* _Text section_:
__________________________________________________

Klaver’s drawing gives an idea of the manner in which the light rays travel in his cameras, starting from the objective L, via the three-colour filter—comprised of two dichroic filters that criss-cross each other—to the film surfaces 1, 2 and 3. On this subject, Klaver wrote enthusiastically: ‘I then found the possibility to produce my reflecting filters in such a manner that they reflected better, without reducing the permeability of the light that enters.’ He also wrote: ‘The building of the cameras, however, was still too complicated and too costly for me to make it more generally practicable. The rectangular filters that intersected each other were especially a persistent annoyance.’
At a certain point, Klaver came into contact with a precision mechanic L. Blok of Lisse. Klaver commissioned Blok to make the prototypes for his cameras. Initially, the collaboration between the two men was equitable. In October 1935, Blok prepared a detailed proposal for a joint venture between the following parties: Klaver, as the inventor; Blok, as the prototype builder; the company Gevaert, in Antwerp, to produce the removable emulsion paper; and the company Kipp, in Delft, to build the test cameras for photography and cinematography. In addition, Blok cited the names of Prof. Ornstein, Gen. Maj. van Albada and Dr. A.C.S. van Heel, all who would provide advice and laboratory equipment. Blok also stated that Klaver would earn Dfl. 250 per month. He ends the proposition with: ‘In total, you can count on an amount of Dfl. 20,000 as yet being required for the development. Not to be paid out immediately, of course, and probably not necessary in its entirety.’ The correspondence between Klaver and Blok shows that, as the 1930s progressed, the critical attitude of the two men regarding the practical realisation of their project steadily diminished. Blok leads Klaver to believe that the projects are feasible and manipulates him somewhat in order to continue. Notwithstanding, Klaver’s enthusiasm lessens. He is faced with ever-increasing financial problems, in part because he has borrowed substantial funds for the project based on Blok’s advice.

__________________________________________________

* _Written exercise 1_: Can you condense the paragraph of the text on Klaver's color cameras that begins "At a certain point, Klaver came into contact" into a short list of its main facts?
* _Written exercise 2_: Could you pick up the account of Klaver's color cameras after its final sentence and carry it forward?

__________________________________________________

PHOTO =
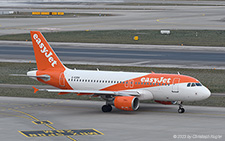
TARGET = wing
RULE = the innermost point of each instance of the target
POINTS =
(90, 92)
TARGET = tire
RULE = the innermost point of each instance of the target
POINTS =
(106, 108)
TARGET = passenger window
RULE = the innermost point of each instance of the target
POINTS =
(193, 85)
(189, 84)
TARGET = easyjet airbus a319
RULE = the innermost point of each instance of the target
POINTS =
(123, 90)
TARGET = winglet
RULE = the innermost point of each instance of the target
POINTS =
(35, 89)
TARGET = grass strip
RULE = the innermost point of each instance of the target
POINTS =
(148, 37)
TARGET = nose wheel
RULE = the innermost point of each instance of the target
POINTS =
(106, 108)
(181, 109)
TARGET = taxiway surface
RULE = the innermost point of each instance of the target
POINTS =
(150, 122)
(126, 55)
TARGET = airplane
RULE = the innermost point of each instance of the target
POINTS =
(123, 90)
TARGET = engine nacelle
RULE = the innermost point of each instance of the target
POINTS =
(127, 103)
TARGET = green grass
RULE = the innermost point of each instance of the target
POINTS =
(213, 79)
(149, 37)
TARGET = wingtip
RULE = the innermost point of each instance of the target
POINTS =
(35, 89)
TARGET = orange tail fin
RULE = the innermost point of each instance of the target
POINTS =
(44, 54)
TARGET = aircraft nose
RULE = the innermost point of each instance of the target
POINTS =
(206, 93)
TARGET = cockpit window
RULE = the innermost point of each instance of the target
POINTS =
(198, 84)
(189, 84)
(193, 84)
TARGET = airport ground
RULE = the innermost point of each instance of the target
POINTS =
(151, 121)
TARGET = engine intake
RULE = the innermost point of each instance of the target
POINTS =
(127, 103)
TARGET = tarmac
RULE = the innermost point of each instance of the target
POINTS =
(150, 122)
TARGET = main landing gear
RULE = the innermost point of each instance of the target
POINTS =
(106, 108)
(181, 109)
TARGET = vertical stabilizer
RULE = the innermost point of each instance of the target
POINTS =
(44, 54)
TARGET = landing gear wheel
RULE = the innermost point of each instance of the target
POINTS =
(106, 108)
(181, 110)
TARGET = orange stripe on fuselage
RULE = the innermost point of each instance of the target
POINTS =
(150, 78)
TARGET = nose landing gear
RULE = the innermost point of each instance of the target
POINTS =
(181, 109)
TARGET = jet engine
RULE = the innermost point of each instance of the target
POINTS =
(127, 103)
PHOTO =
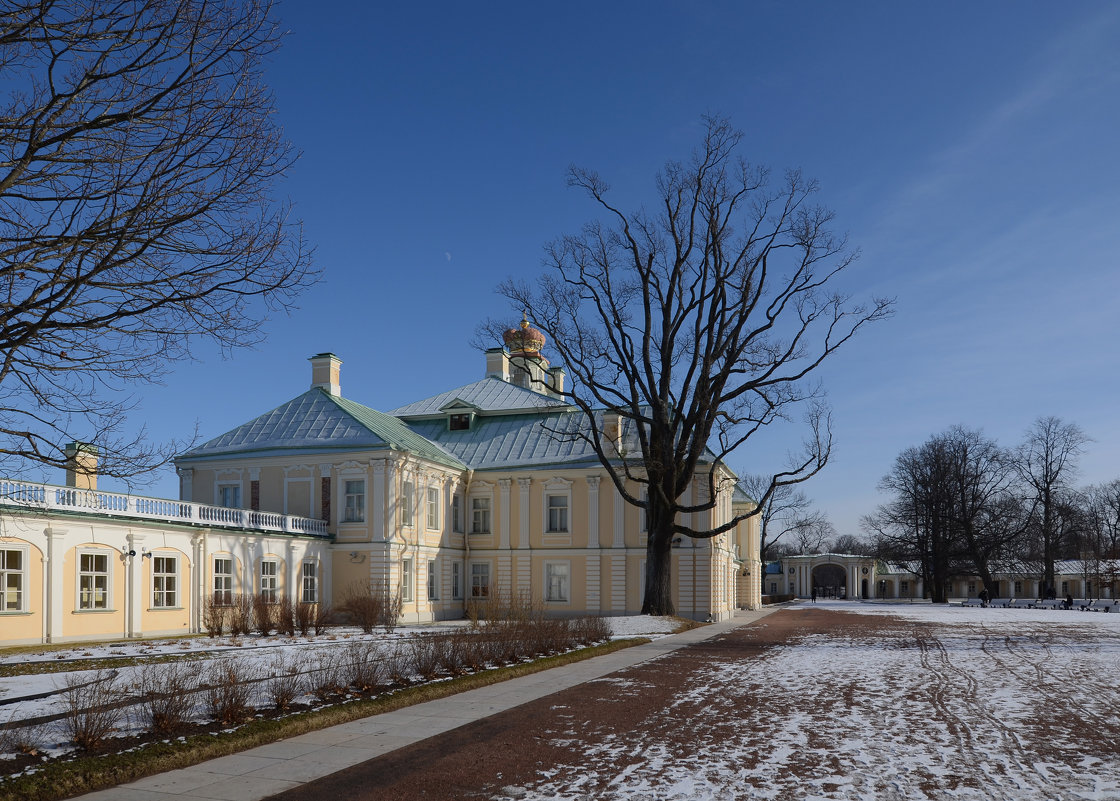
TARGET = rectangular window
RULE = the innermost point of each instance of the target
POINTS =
(354, 503)
(11, 579)
(558, 513)
(479, 515)
(407, 501)
(223, 580)
(269, 580)
(457, 514)
(434, 508)
(310, 583)
(229, 495)
(456, 580)
(557, 581)
(479, 580)
(93, 581)
(406, 579)
(165, 575)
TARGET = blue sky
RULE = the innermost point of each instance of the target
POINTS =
(969, 150)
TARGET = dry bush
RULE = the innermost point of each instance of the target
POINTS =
(230, 691)
(324, 618)
(263, 614)
(216, 614)
(166, 696)
(241, 615)
(92, 710)
(285, 616)
(285, 683)
(329, 679)
(305, 618)
(365, 667)
(364, 603)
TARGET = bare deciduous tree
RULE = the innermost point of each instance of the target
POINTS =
(698, 324)
(138, 152)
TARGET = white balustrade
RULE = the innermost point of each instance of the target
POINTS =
(47, 496)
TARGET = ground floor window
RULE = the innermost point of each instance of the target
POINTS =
(93, 581)
(164, 581)
(310, 583)
(479, 580)
(269, 580)
(557, 581)
(11, 579)
(223, 580)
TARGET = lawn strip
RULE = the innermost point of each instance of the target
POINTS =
(90, 773)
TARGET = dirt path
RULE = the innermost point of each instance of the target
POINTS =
(808, 704)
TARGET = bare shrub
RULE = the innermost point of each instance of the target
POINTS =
(167, 698)
(229, 692)
(216, 614)
(305, 617)
(285, 616)
(366, 669)
(324, 618)
(285, 683)
(241, 615)
(364, 603)
(93, 708)
(263, 614)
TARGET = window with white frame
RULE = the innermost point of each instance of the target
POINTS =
(310, 588)
(93, 580)
(165, 585)
(269, 579)
(408, 499)
(457, 513)
(456, 580)
(223, 580)
(406, 579)
(434, 508)
(229, 495)
(479, 515)
(12, 566)
(354, 501)
(479, 580)
(558, 513)
(557, 581)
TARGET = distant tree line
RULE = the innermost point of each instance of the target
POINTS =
(961, 503)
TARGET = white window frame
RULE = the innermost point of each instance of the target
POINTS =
(161, 596)
(223, 595)
(481, 518)
(407, 579)
(20, 574)
(227, 494)
(309, 583)
(353, 511)
(434, 501)
(558, 581)
(456, 580)
(269, 588)
(479, 589)
(91, 606)
(408, 502)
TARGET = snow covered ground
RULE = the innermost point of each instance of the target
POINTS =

__________________________________________________

* _Final result 1_:
- Klaver met L. Blok, a precision mechanic from Lisse, and commissioned him to build the prototypes of his cameras.
- At first, the two worked together on equal terms.
- In October 1935, Blok proposed a joint venture. Klaver would be the inventor and Blok the prototype builder. Gevaert in Antwerp would produce the removable emulsion paper, and Kipp in Delft would build test cameras for photography and cinematography.
- Prof. Ornstein, Gen. Maj. van Albada and Dr. A.C.S. van Heel were named as sources of advice and laboratory equipment.
- Klaver was to earn Dfl. 250 a month.
- Blok estimated that Dfl. 20,000 more would be needed for development, though not all at once and probably not in full.
- As the 1930s went on, both men became less critical about whether the project could be realized. Blok led Klaver to believe it was feasible and manipulated him somewhat to keep it going.
- Klaver's enthusiasm faded as his financial problems grew, partly because he had borrowed heavily on Blok's advice.

* _Final result 2_:
Several examples preserved in the Leiden University Print Room serve to illustrate the practical results of the experiments that Klaver conducted with his self-made camera and colour filter system. Besides several colour prints on paper, there is also a 9×12 cm box for negative plates, which is labelled with a text written by Klaver: ‘Opnamen driekleuren toestel’ (‘Shots Three-Colour Camera’). In this box are small exposed glass plates with coloured emulsion that are certain to have come from his camera. The yellow image has discoloured into orange. Klaver had not yet added the yellow image to the composition. To provide a complete picture, this has now been added through the use of a computer. The three black-and-white partial negatives that Klaver had exposed in his camera during the first step were nowhere to be found in his photographic legacy. The three coloured glass plates were acquired after the corresponding black-and-white partial negatives had been printed as contact prints.
After studying the colour shots described above, Gert Koshofer, Klaus Hübner and Gerhard Bersick—all three German photo historians and experts in colour photography—came to the following conclusions: Klaver’s colour filter breaks up the incoming light into the three primary colours: red, green, and blue. Ill. 9 indicates how the yellow (G) and the purple (P) filters divide the three main colours that enter from the objective (L). For the manufacture of the three coloured glass plates, Klaver is very likely to have used one of the two following options: 1) the colouring agent was applied in the emulsion to the glass at a later point; 2) the glass positives already had the appropriate pigment/gelatin layer: after exposure, the unexposed material was rinsed off (‘Auswaschrelief’ or ‘wash-off relief’, as described in Koshofer 1981 Volume III fig. 76).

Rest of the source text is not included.